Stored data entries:
|---|
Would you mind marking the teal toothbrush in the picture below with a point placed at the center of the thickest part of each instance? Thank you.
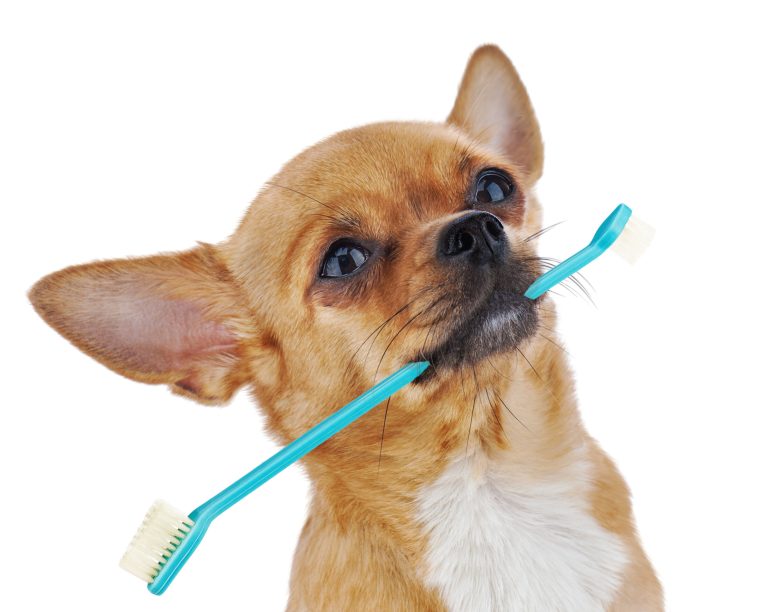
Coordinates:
(167, 537)
(628, 235)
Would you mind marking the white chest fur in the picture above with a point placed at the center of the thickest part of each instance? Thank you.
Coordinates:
(496, 543)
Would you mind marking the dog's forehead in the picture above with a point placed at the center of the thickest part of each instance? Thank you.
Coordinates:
(383, 163)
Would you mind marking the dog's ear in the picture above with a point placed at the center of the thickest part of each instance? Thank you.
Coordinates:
(493, 107)
(177, 319)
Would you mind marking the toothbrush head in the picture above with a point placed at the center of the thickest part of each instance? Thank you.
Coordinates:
(634, 239)
(162, 531)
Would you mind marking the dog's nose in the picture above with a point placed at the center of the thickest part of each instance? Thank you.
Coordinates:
(477, 237)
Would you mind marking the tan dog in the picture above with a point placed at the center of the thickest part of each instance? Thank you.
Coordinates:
(475, 488)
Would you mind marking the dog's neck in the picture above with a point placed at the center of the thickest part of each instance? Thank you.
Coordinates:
(516, 409)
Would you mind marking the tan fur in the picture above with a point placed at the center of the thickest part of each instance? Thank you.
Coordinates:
(306, 347)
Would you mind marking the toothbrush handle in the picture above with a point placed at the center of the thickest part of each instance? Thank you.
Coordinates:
(562, 271)
(308, 441)
(607, 233)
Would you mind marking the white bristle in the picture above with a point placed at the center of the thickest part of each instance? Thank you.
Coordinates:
(160, 533)
(634, 240)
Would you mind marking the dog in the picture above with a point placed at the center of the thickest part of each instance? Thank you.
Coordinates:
(474, 488)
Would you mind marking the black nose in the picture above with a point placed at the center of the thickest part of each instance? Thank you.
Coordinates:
(478, 237)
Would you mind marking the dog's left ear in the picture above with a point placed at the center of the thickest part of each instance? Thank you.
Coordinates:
(177, 319)
(493, 107)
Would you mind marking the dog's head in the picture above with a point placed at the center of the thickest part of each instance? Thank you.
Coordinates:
(380, 245)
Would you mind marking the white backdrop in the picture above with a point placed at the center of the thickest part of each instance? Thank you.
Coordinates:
(126, 130)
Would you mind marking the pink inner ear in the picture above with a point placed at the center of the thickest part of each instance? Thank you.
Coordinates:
(155, 335)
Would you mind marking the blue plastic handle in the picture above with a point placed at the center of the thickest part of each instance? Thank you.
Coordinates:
(207, 512)
(606, 235)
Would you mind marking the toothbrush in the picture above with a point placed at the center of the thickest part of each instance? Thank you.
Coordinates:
(628, 235)
(167, 537)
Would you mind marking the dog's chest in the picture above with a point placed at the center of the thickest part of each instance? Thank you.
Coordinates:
(494, 544)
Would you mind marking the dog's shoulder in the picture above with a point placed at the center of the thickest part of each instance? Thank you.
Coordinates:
(498, 541)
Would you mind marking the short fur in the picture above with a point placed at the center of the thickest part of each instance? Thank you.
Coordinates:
(474, 489)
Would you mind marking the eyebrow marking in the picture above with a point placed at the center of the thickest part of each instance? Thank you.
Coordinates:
(345, 219)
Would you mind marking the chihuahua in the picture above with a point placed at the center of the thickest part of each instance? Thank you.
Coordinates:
(474, 488)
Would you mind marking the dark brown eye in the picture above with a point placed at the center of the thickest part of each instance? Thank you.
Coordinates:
(493, 187)
(343, 258)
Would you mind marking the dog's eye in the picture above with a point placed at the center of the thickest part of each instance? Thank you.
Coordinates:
(493, 186)
(343, 258)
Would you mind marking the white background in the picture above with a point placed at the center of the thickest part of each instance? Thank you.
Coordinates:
(133, 129)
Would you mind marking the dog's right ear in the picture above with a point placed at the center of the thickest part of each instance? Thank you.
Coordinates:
(177, 319)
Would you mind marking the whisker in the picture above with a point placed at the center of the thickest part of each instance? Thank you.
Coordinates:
(470, 426)
(541, 232)
(496, 416)
(345, 215)
(382, 436)
(499, 397)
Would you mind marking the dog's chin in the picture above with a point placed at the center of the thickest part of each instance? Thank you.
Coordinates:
(498, 327)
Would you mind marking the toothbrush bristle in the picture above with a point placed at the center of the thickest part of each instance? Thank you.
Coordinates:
(162, 530)
(634, 239)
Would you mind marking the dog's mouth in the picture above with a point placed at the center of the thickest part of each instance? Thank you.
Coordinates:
(500, 321)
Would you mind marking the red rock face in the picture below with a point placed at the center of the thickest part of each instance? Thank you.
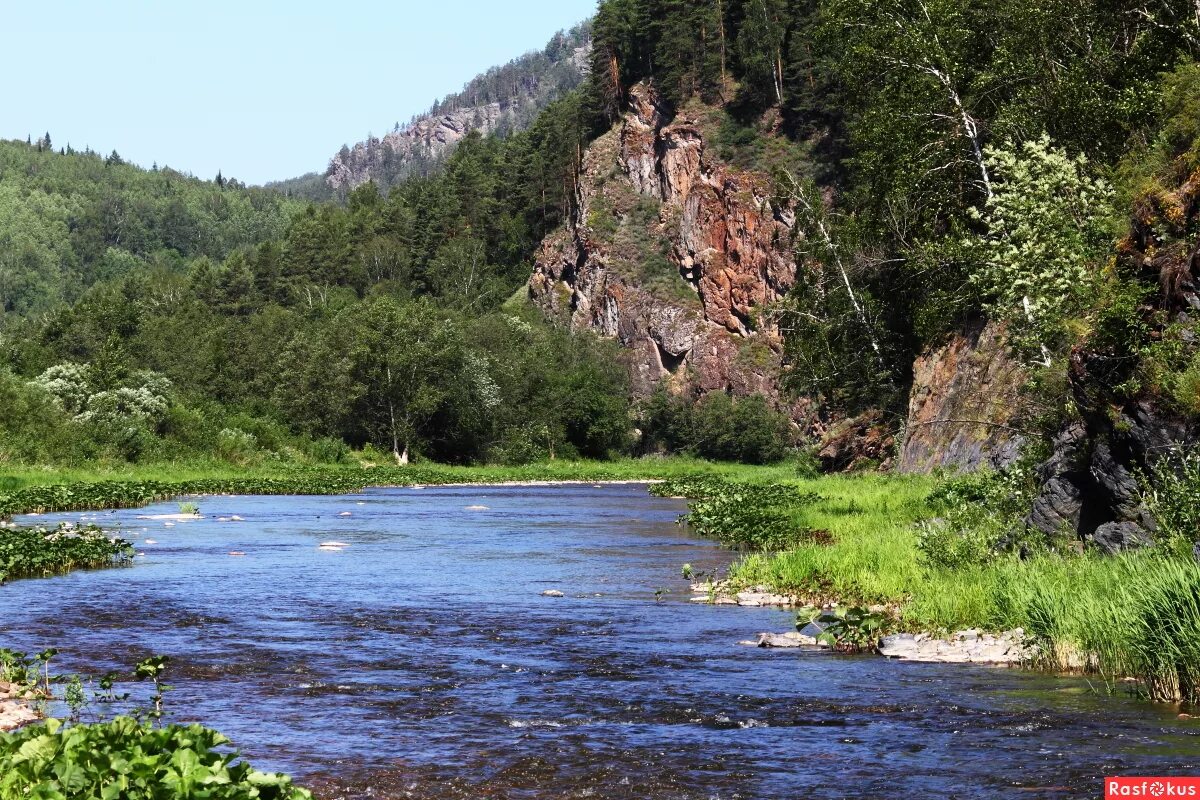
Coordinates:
(965, 396)
(718, 247)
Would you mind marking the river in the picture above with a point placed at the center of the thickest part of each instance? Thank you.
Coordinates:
(423, 661)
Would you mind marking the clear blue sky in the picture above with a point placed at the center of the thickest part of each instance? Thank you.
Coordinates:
(258, 89)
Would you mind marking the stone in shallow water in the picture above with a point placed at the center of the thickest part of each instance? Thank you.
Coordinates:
(789, 639)
(965, 647)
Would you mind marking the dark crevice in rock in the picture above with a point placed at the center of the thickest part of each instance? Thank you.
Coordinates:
(670, 362)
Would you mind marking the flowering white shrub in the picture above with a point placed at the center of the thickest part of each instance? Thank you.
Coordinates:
(69, 384)
(1044, 235)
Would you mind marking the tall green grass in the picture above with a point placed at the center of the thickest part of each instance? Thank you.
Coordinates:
(1131, 615)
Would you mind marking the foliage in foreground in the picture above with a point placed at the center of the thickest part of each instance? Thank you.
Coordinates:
(130, 759)
(1134, 614)
(37, 552)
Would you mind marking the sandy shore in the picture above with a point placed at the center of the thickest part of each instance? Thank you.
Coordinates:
(13, 713)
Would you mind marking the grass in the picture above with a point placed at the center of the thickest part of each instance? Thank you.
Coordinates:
(856, 541)
(37, 552)
(1135, 614)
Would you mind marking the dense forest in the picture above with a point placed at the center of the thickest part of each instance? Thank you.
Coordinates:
(947, 158)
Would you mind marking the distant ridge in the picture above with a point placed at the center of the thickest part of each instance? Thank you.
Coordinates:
(503, 100)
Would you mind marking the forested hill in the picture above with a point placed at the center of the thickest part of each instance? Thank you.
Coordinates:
(905, 233)
(502, 101)
(70, 220)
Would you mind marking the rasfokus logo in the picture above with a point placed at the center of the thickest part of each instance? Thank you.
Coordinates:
(1152, 787)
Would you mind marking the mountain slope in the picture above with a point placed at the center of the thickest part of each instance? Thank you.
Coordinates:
(502, 101)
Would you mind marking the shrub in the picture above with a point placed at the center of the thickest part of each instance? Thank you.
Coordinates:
(751, 516)
(133, 761)
(1171, 492)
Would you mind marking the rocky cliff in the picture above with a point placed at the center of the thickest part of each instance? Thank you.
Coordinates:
(673, 253)
(964, 403)
(502, 101)
(1133, 409)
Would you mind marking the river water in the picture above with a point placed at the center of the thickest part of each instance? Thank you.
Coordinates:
(423, 661)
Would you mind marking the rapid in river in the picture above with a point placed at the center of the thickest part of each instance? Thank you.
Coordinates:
(423, 660)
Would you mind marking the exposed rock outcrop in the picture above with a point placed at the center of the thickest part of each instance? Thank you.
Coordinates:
(965, 396)
(856, 444)
(675, 254)
(504, 100)
(1090, 482)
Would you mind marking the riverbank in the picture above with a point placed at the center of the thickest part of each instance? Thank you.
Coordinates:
(45, 489)
(847, 540)
(857, 541)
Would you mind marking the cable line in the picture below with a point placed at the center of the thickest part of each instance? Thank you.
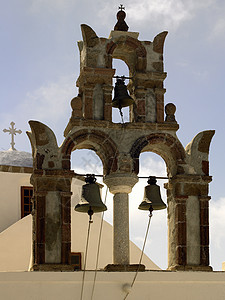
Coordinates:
(85, 262)
(142, 252)
(98, 250)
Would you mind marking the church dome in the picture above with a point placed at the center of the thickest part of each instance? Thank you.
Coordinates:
(16, 158)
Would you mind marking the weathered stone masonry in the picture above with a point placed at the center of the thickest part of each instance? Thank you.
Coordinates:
(119, 146)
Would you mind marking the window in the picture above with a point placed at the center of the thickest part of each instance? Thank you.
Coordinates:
(26, 204)
(76, 260)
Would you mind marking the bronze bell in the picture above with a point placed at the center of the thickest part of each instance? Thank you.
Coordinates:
(90, 198)
(121, 96)
(152, 196)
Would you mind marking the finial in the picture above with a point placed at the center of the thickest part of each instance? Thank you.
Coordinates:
(121, 7)
(121, 25)
(12, 131)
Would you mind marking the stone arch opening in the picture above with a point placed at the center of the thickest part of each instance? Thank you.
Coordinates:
(94, 140)
(166, 146)
(122, 69)
(157, 245)
(131, 51)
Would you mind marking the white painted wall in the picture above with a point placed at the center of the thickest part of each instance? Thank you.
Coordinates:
(10, 201)
(151, 285)
(15, 244)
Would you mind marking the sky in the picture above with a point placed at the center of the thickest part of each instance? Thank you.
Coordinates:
(39, 65)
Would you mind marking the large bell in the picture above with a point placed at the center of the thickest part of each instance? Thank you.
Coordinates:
(152, 196)
(121, 96)
(90, 197)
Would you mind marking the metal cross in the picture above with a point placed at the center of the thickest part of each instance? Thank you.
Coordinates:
(13, 132)
(121, 7)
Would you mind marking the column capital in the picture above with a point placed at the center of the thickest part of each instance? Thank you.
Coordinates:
(120, 182)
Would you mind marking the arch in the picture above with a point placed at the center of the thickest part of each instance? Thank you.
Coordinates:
(121, 47)
(165, 145)
(94, 140)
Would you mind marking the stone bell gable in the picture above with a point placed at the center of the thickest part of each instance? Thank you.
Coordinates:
(152, 127)
(145, 63)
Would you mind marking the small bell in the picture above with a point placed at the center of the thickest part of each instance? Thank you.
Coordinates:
(121, 96)
(152, 196)
(90, 198)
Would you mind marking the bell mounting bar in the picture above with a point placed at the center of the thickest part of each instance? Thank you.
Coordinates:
(140, 177)
(122, 77)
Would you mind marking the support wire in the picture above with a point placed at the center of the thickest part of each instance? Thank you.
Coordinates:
(85, 262)
(142, 252)
(98, 250)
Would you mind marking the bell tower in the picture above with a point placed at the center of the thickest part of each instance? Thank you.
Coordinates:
(152, 127)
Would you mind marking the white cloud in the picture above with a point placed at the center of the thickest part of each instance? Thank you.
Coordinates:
(49, 101)
(169, 14)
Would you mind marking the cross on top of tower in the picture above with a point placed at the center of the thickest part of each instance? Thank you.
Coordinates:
(121, 7)
(12, 131)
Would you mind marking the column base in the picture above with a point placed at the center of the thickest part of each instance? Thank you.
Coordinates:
(124, 268)
(190, 268)
(52, 268)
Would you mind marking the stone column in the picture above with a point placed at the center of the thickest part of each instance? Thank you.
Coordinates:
(188, 223)
(121, 185)
(52, 220)
(121, 251)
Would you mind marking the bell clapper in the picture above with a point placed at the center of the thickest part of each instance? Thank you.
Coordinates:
(121, 114)
(90, 213)
(150, 210)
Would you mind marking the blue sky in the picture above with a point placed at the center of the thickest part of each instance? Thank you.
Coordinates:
(39, 65)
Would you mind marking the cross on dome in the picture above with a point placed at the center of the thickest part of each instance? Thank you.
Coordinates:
(12, 131)
(121, 7)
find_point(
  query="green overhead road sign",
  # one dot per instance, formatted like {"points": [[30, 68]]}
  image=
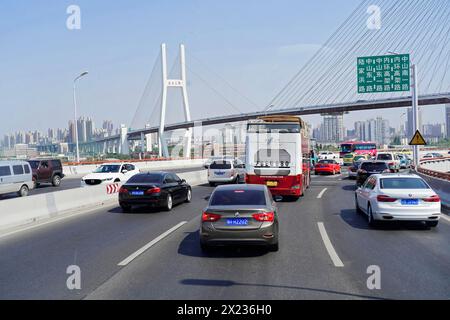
|---|
EXERCISE DESCRIPTION | Your answer should hold every line of the entries that contains the string "nose".

RESPONSE BELOW |
Would you mind marking the dog's nose in the picture above with a point placed at the center of the thickest part of each instance? Thank you.
Would you mind marking the black nose in the picture above with a point placed at the center of the thickest part of each instance? Thank you.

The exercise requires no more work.